The existence of characters who are children in early books but adults in later books. And, really, the prominence of child characters, period. It would have been a lot simpler, timing- and labor-wise, to go with a series with fewer sassy tweens running around.
The relative sameness of the books. It’s not such an issue if you’re reading the books as they come out every year or so, or leisurely catching up with them years down the line, but I think with a show it becomes really obvious that you can easily condense the eight siblings into approximately five siblings: Anthony (type-A eldest son), a Benedict-Colin hybrid (aimless dilettante), a Daphne-Francesca hybrid (chill yet proper older daughter), an Eloise-Hyacinth hybrid (less chill nonconformist younger daughter), and a Gregory-Hyacinth hybrid (baby). Make one of them kind of an outsider who doesn’t vibe much with the Bridgertonian whimsy (probably the Daphne-Francesca) and you’ve got everyone basically. I’m saying this as a Gregory girl. Unfortunately, condensing the siblings would be an even more controversial move than just letting the series trail off.
The relative scarcity of side plots (multi-book or otherwise). The only real multi-book arc (aside from foreshadowing of future romances) of any note is the mystery of Lady Whistledown, which is solved halfway through the series. Generally side plots are resolved in one book. This is tough on a serialized TV show. Other romance series have more robust multi-book plots (Elizabeth Hoyt is good at these).
The lack of diversity. Romance novels are generally very white, and also just really normative in lots of other ways, and that was even more the case in the 2000s than now. But even by those standards, the Bridgerton novels are homogenous. Obviously this can be changed in adaptation, and it was changed in adaptation (although, from what I’ve seen people say, to limited satisfaction), but more diverse historical romance series do exist.

DATA EXCERPTS:
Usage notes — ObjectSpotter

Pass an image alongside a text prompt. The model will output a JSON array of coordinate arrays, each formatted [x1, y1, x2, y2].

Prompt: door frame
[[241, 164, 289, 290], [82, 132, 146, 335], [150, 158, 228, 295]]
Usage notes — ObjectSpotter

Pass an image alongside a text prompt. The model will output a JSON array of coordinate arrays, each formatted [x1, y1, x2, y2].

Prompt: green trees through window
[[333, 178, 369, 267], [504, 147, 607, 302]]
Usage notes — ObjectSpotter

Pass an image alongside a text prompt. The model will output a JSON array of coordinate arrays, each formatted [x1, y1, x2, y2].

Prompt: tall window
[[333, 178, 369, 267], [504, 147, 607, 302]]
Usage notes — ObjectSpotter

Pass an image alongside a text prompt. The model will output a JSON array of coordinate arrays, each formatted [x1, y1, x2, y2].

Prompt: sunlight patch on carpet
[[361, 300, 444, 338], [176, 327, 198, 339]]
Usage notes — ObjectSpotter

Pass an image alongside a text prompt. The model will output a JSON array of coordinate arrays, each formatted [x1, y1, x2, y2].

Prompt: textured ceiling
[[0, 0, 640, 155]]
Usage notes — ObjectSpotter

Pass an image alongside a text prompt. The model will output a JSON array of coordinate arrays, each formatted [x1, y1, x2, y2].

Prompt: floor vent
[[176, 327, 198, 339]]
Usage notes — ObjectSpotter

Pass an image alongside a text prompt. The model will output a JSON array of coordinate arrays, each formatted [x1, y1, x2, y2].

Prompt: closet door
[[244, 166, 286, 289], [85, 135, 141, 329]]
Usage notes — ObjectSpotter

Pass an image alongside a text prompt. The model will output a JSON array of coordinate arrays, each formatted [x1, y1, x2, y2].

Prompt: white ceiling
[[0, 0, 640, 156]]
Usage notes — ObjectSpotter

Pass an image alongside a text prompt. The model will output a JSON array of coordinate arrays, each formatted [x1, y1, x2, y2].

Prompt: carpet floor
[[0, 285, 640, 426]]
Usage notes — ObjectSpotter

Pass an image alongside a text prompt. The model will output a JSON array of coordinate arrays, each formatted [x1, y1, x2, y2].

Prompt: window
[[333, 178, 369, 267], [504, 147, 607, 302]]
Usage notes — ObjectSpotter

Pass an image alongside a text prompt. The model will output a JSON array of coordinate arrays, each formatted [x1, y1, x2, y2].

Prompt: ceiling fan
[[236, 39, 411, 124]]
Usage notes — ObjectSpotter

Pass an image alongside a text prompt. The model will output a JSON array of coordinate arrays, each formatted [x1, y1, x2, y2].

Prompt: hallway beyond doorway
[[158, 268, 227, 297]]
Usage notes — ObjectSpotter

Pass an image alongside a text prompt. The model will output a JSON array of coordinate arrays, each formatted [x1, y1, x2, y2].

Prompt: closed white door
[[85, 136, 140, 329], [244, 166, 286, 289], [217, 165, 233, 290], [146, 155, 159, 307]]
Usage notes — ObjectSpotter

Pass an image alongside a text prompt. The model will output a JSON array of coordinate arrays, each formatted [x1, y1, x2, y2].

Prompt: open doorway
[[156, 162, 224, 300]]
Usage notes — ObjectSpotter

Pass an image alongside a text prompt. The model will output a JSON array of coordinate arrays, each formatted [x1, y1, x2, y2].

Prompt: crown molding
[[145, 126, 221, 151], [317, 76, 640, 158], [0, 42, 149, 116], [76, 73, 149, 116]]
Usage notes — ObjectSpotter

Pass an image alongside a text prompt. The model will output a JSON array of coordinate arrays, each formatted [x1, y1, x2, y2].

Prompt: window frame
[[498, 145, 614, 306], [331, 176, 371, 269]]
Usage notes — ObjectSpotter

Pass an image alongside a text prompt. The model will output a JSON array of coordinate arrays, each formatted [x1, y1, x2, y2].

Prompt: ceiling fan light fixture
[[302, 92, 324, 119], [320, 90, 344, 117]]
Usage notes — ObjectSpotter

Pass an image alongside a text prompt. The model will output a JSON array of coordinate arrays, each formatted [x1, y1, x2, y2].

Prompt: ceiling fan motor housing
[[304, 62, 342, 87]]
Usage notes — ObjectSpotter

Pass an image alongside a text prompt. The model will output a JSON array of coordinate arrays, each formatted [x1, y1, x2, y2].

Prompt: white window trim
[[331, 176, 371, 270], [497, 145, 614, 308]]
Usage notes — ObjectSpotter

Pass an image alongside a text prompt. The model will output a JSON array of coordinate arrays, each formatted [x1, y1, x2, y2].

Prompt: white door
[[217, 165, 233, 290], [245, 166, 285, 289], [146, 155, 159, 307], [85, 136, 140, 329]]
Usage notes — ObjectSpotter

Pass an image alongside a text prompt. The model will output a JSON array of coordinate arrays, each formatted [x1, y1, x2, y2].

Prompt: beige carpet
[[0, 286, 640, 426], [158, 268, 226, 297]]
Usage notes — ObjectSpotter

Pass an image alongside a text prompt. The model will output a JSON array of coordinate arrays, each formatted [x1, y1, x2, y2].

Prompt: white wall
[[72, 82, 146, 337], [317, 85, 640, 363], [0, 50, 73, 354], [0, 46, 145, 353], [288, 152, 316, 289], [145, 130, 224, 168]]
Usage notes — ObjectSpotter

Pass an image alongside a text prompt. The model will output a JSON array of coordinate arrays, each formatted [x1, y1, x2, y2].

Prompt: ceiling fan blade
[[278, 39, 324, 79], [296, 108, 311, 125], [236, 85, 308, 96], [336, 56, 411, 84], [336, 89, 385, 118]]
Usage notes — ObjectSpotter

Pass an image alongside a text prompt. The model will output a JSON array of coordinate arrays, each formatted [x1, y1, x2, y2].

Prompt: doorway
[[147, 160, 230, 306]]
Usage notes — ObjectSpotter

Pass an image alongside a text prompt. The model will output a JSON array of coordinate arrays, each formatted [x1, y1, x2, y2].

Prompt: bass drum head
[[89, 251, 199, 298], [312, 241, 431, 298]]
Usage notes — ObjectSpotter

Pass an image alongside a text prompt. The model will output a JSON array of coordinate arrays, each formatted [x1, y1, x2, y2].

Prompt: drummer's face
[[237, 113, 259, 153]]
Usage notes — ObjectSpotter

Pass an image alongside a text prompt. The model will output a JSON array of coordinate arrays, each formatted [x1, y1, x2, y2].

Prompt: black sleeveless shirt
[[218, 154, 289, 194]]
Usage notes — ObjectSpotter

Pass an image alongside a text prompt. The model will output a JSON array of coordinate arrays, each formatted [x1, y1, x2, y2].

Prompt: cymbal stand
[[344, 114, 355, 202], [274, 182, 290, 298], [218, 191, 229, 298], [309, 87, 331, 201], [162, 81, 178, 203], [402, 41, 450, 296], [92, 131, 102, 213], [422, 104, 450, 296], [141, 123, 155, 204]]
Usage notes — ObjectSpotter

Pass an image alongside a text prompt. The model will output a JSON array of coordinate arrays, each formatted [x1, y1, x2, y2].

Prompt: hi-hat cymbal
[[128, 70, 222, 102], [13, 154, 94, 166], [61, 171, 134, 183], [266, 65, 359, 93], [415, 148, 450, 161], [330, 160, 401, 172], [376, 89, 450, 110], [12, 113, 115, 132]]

THE PROBLEM:
Do these statements agree with the passage on the Bridgerton novels? Answer yes or no for each, and quote the words from the passage that decide it.
1. The mystery of Lady Whistledown is solved halfway through the series.
2. The eight siblings could be condensed into approximately four siblings.
3. Romance novels were less normative in the 2000s than they are now.
Nothing in the records is needed to answer.

ANSWER SPACE:
1. Yes: "the mystery of Lady Whistledown, which is solved halfway through the series"
2. No: "you can easily condense the eight siblings into approximately five siblings"
3. No: "that was even more the case in the 2000s than now"